→ **What the exercise asks**
Repeat the following records line for line, without changing anything.

→ **Exercise inputs**
+---+
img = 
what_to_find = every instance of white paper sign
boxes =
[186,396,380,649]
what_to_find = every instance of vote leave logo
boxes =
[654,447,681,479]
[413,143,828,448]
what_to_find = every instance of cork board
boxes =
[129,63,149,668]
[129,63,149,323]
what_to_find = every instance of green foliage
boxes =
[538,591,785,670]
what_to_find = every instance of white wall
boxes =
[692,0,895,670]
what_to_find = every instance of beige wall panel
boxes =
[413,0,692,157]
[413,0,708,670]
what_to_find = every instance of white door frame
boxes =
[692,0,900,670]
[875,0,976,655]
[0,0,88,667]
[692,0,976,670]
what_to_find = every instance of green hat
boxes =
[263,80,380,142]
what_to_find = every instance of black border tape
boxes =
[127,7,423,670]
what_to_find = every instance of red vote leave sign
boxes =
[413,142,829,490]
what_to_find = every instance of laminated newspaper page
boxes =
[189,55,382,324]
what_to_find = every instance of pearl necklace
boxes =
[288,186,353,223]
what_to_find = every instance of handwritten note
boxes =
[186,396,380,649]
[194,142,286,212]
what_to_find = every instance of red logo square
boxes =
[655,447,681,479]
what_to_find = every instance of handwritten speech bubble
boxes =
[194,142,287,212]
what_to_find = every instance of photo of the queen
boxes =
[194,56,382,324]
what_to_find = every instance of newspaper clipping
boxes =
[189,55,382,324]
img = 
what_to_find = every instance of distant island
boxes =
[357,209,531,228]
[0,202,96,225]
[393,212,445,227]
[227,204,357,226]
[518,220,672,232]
+---+
→ **Exercise solution**
img = 
what_to_find = every instance of white paper sign
boxes =
[186,396,380,649]
what_to_find = every instance of vote leave logo
boxes =
[654,447,681,479]
[413,143,828,448]
what_to_find = every instance of cork board
boxes =
[129,63,149,668]
[129,63,149,323]
what_to_find = every instance of green foliage
boxes =
[538,591,785,670]
what_to_find = every instance of white wall
boxes =
[692,0,895,670]
what_to_find = every instance of beige wall panel
boxes =
[413,0,692,157]
[413,0,708,670]
what_to_find = every instance of white door frame
boxes =
[692,0,900,670]
[875,0,976,655]
[0,0,88,667]
[692,0,976,670]
what_to_find = every instance of green hat
boxes =
[263,80,380,142]
what_to_find = every instance of black border tape
boxes =
[127,7,423,670]
what_to_find = every instance of red vote leave sign
boxes =
[413,142,829,490]
what_to_find = every instance of laminated newspaper page
boxes =
[189,55,382,324]
what_to_find = every instance of pearl necklace
boxes =
[288,186,353,223]
what_to_find = every instance of handwritten note
boxes =
[186,396,380,649]
[194,142,286,212]
what_to_find = every instance of red logo square
boxes =
[655,447,681,479]
what_to_find = every instance of handwritten speech bubble
boxes =
[194,142,287,212]
what_to_find = every instance of photo of the queen
boxes =
[194,56,382,324]
what_to_find = every instance of newspaper clipping
boxes =
[189,55,382,324]
img = 
what_to_find = every instance of distant island
boxes =
[357,209,531,228]
[0,202,96,225]
[393,212,445,227]
[227,204,357,226]
[518,220,672,232]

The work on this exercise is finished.